Stored dataset entries
★ ★ ★ ★ ★ ★ ★

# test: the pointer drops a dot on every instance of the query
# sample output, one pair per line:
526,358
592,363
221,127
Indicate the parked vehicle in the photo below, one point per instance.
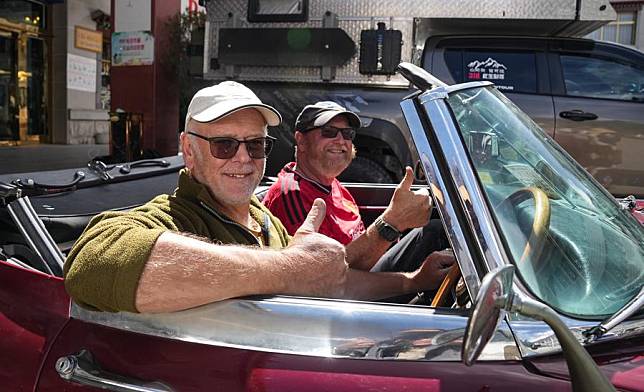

★ ★ ★ ★ ★ ★ ★

- **Exercise objective**: Echo every line of the entries above verbatim, but leave the pictures out.

- **Result for this exercise**:
# test: the pointer drops a dot on every instance of the query
# sample output, one pair per line:
526,358
592,363
221,127
Indicate the parked vehicle in the photo below, one point per instance.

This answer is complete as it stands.